The records
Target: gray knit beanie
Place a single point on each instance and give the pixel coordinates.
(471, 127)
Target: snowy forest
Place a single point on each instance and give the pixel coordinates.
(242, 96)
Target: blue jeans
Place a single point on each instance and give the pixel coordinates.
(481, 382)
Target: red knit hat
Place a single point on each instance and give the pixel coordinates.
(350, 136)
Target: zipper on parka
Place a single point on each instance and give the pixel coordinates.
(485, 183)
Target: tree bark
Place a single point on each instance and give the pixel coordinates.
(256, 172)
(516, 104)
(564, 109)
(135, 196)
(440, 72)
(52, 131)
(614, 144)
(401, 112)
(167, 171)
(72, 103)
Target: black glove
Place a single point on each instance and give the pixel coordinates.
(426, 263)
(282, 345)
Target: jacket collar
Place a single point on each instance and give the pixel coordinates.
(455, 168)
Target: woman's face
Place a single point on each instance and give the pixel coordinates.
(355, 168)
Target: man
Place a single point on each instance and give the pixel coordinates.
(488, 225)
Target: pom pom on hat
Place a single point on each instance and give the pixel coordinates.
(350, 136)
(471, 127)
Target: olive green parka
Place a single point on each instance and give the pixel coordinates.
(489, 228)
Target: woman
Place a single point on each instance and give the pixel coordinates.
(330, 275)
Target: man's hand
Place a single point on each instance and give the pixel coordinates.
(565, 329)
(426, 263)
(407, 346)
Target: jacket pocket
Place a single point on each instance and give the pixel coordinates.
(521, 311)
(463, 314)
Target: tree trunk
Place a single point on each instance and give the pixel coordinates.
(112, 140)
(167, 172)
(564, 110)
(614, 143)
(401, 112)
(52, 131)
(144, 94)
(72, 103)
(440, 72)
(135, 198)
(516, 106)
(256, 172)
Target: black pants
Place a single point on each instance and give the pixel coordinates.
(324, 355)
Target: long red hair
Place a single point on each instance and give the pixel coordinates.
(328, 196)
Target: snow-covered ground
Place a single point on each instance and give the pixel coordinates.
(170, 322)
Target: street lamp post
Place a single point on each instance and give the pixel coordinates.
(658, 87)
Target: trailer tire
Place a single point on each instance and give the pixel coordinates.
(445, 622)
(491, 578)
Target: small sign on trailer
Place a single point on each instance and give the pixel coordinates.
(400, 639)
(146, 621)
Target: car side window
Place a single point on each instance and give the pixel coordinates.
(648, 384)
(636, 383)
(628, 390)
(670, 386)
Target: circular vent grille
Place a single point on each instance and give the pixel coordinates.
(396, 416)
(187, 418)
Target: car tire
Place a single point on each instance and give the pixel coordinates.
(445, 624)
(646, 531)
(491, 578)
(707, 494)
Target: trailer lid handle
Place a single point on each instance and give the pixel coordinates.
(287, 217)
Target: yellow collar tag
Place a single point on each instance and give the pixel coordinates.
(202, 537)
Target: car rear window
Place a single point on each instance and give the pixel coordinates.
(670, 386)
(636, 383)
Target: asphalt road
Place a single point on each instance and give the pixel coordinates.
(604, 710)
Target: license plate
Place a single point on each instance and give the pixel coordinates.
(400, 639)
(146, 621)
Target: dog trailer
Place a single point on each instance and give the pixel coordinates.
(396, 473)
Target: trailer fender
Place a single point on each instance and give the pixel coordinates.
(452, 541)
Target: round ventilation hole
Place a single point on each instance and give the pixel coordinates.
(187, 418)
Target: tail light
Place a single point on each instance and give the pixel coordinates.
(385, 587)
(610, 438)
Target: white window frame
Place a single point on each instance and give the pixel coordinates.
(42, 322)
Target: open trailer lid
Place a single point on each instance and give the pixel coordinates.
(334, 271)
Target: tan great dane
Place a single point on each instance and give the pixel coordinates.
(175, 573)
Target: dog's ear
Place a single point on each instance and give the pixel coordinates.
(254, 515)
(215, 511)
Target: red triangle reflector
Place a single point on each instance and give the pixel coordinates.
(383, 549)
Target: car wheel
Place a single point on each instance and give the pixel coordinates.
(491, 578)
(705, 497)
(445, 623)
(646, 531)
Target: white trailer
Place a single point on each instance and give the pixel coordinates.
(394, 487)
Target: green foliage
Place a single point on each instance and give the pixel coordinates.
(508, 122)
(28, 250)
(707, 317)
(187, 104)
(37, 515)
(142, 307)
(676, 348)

Task statement
Print the entries exactly. Include every one.

Output of the exercise
Target: gray knit beanie
Place a single point on each instance and give the pixel coordinates.
(471, 127)
Target: snowy forest
Place a single point on each instance and give the pixel coordinates.
(242, 96)
Target: blue jeans
Place a single point on each instance and give the pixel coordinates.
(481, 382)
Target: red knit hat
Place a single point on each instance and give the pixel coordinates.
(350, 136)
Target: zipper on parka
Place a single point on each instance and give the pixel coordinates.
(485, 183)
Target: tree bark
Place a single point on each instance and give the pixel coordinates.
(256, 172)
(516, 104)
(564, 109)
(135, 196)
(440, 72)
(52, 131)
(614, 144)
(401, 112)
(167, 171)
(72, 103)
Target: black glove
Place a single point on each instance and give the pixel coordinates.
(426, 263)
(282, 345)
Target: jacket collar
Place a single point on each instance and give the pixel coordinates.
(455, 168)
Target: woman's face
Place a single point on each instance and give the pixel coordinates.
(355, 168)
Target: man
Place a single point on each instance and give the pixel coordinates.
(488, 225)
Target: pom pom on hat
Place a single point on each instance and give the pixel coordinates.
(350, 136)
(471, 127)
Target: olive green parka
Place a single point on each instance and give the pixel coordinates.
(489, 228)
Target: woman
Place a single point on each instance and give the pixel coordinates.
(330, 275)
Target: man's hand
Place a single point on each instance and give the pixel coordinates.
(565, 329)
(426, 263)
(407, 346)
Target: jacket pocket
Place a single point on each instance and give the pixel coordinates.
(521, 311)
(463, 314)
Target: tree trunk
Place a single point on each instance and give the pixel coordinates.
(112, 140)
(167, 172)
(564, 110)
(614, 143)
(401, 112)
(52, 131)
(144, 94)
(72, 103)
(440, 72)
(135, 198)
(516, 106)
(256, 172)
Target: black pants
Place a single point on each instance and give the pixel coordinates.
(324, 355)
Target: long red hair
Place a single point on each instance and give the pixel coordinates.
(328, 196)
Target: snow-covered ground
Place a single point on each instance and give the pixel coordinates.
(170, 322)
Target: street lamp post
Place a single point on each instance and give the pixel coordinates.
(658, 87)
Target: trailer tire
Place a single point on each instance and give the pixel coordinates.
(445, 622)
(491, 578)
Target: small sign on trailer
Place a single point on each instance and give the pixel coordinates.
(400, 639)
(146, 621)
Target: car side window
Place a single point on each instance and give the pixel coordinates.
(648, 384)
(636, 383)
(628, 390)
(670, 386)
Target: circular vent grille
Place a single point on each instance and give the pixel coordinates.
(396, 416)
(187, 418)
Target: car tire
Place a single point on each instance and give the pixel coordinates.
(445, 624)
(646, 531)
(491, 578)
(707, 494)
Target: trailer lid handle
Place a single point on each instance and give the pixel coordinates.
(287, 217)
Target: yellow collar tag
Place a single point on each instance and give the pixel coordinates.
(202, 537)
Target: car rear window
Place a single point on each instance and give the pixel coordinates.
(670, 386)
(636, 383)
Target: asphalt road
Place a single point on each instance and give the pixel coordinates.
(604, 710)
Target: license plate
Place a single point on each instance and give the pixel coordinates.
(400, 639)
(146, 621)
Target: dog trailer
Place a single point on each instance and give the pixel coordinates.
(396, 473)
Target: trailer fender
Place a single point on each instance and give the pixel coordinates.
(452, 541)
Target: round ventilation hole
Place a single point on each instance and give the pixel coordinates.
(187, 418)
Target: tail light
Place a single point on each instance and give the pixel coordinates.
(385, 587)
(610, 438)
Target: white window frame
Place a single point on each instance and give the pixel coordinates.
(42, 322)
Target: open trailer lid
Place a single point on each instance and give the pixel coordinates.
(334, 271)
Target: tan great dane
Place a single point on each instance and give the pixel coordinates.
(175, 573)
Target: dog's ear
Place a single point on each instance and give the pixel coordinates.
(254, 515)
(215, 511)
Target: red triangle reflector
Place a single point on each instance and give the pixel coordinates.
(383, 549)
Target: car wheel
Place a single point on each instance and give the pixel coordinates.
(491, 578)
(705, 497)
(445, 623)
(646, 531)
Target: white trailer
Place a single point on each instance and give the pixel coordinates.
(394, 487)
Target: green foliage
Place a single point on each instance and give the pixel coordinates.
(508, 122)
(28, 250)
(707, 317)
(187, 104)
(37, 515)
(142, 307)
(676, 348)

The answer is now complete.